> SOURCE PASSAGE:

FRUIT PACKAGES AND MARKETING.

The growing commercial importance of a horticulture which is having so rapid an evolution, is constantly bringing up new questions for settlement. Perhaps as much fruit is now grown for shipment to distant markets as is sold or used in the immediate neighborhood of its growth. The extension of our gigantic railway system has revolutionized the commercial features of American horticulture in all its branches. We not only now want strawberries and peaches that are good in quality and beautiful in appearance, but which will endure a thousand miles of railway transportation, and still look well, and taste well. This matter of distant shipment involves the questions of packages and packing of all kinds of fruits and vegetables. As this matter will be fully presented by one of our most experienced fruit growers and gardeners, I will here only suggest that a proper thing for this Society to do is to adopt certain standard measures for packages for each kind of fruit. It has been often recommended that our legislatures should provide for the selling of all fruits and vegetables by weight instead of by measure. This is now done in California. But the practical result does not seem to differ much from our own method. It is mostly a matter of terms. In California a box of a certain size is called a fifty-pound box. Here a box of given dimensions is called a third-bushel, a half-bushel, or a bushel box, as the case may be. There is no weighing in the one case, or measuring in the other. But we need uniformity in our packages. When a friend speaks to you of a basket of peaches, what idea of quantity does the expression carry to your mind?

TARIFF ON HORTICULTURAL PRODUCTS.

Speaking of the commercial aspects of our business, reminds me to call your attention to the subject of the existing tariff on fruits and other horticultural products. There seems to be no good reason why our government should tax the importation of horticultural products, possibly excepting fruits of a semi-tropical character. The tariff averages about 10 per cent. ad valorem. The government does not need the small income which it brings, as it is seeking ways of reducing the annual revenue. If the tax was imposed with the idea of "protecting" the horticulturists of these States against the competition of producers in the British provinces, then it is not called for, and, in fact, gives us no protection. The planters of orchards and gardens have acted always with entire indifference to the effect of this tariff, if not indeed in total ignorance of its existence. It is safe to say that not one tree or plant, more or less, has been planted in these United States on account of the "protection" given by this tariff; that not one day's work, more or less, has been done or one dime been added to or subtracted from any day's wages on account of this tariff. This is certainly a case of "protection

which does not protect." But the tariff embarrasses trade. Many hinderances and losses occur on account of it, and the amount of the tax paid to the government is simply added to the cost of the article and is finally paid by the consumer. There is another way in which it affects us as producers unfavorably. The imposition of this tax by our government has induced the Canadian government to impose a similar one about twice as large upon all horticultural products imported from the United States. It is said that these duties would not be maintained long after they were repealed on our side. We export far more fruit to the Canadas than we import from them. And yet the duty against us gives the Canadian producer no protection, for the moment when his crops are ready for the market, our exportation ceases, according to the natural laws of trade. But the producers of the entire country find this tariff troublesome and burdensome. At the last meeting of this Society, in Chicago, in September last, I brought this subject to the attention of members, and resolutions favoring the repeal of our tariff on all horticultural products of Canadian growth were unanimously passed, and a committee was appointed to go before the Tariff Commission, then in session in the city, and present the case to them. This was done. Your committee seemed to carry the conviction of the gentlemen of the commission, and I observe that their report to Congress placed all fruits on the free list, excepting certain kinds of a semi-tropical character. This matter will, in time, come before Congress for action, and I trust that every member of this Society will use his influence to have the report of the Tariff Commission in this particular sustained.

> SUPPLIED INFORMATION:

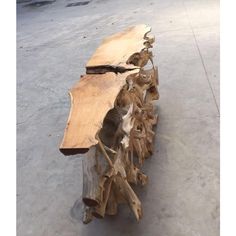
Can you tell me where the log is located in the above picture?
[86,24,154,74]
[60,71,137,155]
[82,147,101,207]
[60,25,159,223]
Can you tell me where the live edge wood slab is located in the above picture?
[60,25,159,223]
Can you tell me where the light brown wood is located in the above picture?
[60,71,139,155]
[86,24,154,73]
[60,25,159,223]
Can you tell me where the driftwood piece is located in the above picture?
[60,71,139,155]
[60,25,159,223]
[83,147,101,207]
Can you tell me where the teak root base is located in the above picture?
[60,25,159,223]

> WHAT TO DO:
1: In the passage on fruit marketing and tariffs, what is the average rate of the tariff on horticultural products?
2: Copy the records word for word, starting at the line that contains "Can you tell me where the driftwood" and continuing through the last line of the records.
The records have no connection to the passage on fruit marketing and tariffs.

> SOLUTIONS:
1: About 10 percent ad valorem.

2:
Can you tell me where the driftwood piece is located in the above picture?
[60,71,139,155]
[60,25,159,223]
[83,147,101,207]
Can you tell me where the teak root base is located in the above picture?
[60,25,159,223]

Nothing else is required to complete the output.